**What you should do**
Starting with the line that contains "blue water | outline every instance" and going on through the end of the listing, rewrite every line, requests included, and rescale each coordinate in the answers by multiplying it by 1.85. Round each result to a whole number, with halves rounding up.

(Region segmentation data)
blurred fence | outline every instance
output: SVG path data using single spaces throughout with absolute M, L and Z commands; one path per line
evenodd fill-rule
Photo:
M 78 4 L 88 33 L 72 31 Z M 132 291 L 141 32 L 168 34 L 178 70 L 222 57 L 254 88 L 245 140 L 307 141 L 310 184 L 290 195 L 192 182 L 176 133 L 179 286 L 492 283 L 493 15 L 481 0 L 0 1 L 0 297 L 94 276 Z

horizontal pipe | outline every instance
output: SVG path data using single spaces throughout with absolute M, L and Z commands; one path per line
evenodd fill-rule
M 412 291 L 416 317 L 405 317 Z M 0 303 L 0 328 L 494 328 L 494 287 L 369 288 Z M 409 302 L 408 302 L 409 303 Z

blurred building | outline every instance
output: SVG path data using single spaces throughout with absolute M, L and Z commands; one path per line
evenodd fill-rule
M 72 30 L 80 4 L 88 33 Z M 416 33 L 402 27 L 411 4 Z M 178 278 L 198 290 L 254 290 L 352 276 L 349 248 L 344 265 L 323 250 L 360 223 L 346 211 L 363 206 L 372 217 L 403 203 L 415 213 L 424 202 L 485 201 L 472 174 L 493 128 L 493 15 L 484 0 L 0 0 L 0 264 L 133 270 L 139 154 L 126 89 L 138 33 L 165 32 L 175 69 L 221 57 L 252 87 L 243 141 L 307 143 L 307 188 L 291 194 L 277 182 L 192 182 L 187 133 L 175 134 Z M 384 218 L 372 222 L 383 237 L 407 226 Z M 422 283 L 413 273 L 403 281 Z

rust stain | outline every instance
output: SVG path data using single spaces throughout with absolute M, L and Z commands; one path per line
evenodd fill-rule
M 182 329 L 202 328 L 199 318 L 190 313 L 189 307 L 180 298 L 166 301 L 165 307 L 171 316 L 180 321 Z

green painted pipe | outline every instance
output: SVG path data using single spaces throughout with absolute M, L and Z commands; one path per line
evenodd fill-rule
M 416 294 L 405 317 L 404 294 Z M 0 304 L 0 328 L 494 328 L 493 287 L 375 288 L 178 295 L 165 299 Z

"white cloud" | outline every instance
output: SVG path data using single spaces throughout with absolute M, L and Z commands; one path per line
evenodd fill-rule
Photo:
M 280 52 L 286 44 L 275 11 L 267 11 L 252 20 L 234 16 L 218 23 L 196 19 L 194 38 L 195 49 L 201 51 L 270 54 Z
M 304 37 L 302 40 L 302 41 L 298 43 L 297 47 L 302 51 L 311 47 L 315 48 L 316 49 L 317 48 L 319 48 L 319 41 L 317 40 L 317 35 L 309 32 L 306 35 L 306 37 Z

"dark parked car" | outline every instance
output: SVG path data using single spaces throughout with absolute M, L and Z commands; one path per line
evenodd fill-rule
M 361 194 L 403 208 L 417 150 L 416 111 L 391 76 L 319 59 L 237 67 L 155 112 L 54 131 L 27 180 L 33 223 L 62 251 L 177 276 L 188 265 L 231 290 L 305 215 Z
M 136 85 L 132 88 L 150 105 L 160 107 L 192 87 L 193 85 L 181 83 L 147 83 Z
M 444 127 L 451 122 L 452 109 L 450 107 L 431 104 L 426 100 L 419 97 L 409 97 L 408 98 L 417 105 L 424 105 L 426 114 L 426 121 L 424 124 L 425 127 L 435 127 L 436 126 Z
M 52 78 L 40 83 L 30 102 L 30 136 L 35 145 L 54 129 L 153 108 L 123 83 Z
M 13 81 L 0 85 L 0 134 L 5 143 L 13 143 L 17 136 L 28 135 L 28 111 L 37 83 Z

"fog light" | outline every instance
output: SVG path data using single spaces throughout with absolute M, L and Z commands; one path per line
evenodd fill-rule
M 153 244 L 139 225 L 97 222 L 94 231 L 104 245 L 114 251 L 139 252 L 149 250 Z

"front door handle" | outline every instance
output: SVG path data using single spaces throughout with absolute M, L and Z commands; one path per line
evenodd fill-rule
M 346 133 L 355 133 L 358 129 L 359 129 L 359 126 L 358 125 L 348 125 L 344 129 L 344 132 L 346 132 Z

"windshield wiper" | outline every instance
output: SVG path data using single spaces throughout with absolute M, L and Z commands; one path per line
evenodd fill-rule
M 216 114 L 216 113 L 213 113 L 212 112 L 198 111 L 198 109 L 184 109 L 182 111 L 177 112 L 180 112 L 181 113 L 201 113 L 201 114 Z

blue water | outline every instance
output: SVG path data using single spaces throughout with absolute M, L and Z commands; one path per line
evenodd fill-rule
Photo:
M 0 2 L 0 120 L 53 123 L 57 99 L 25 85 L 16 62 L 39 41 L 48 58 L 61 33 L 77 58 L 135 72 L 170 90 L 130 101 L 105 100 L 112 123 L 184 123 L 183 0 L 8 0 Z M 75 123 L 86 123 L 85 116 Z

**Exercise output**
blue water | outline every instance
output: SVG path data using single spaces throughout with absolute M, L and Z commands; one path per line
evenodd fill-rule
Photo:
M 0 4 L 0 222 L 98 228 L 105 183 L 46 157 L 30 115 L 72 76 L 89 107 L 113 61 L 142 107 L 250 133 L 315 167 L 241 187 L 194 185 L 207 228 L 340 228 L 339 0 L 15 0 Z M 139 228 L 159 228 L 157 215 Z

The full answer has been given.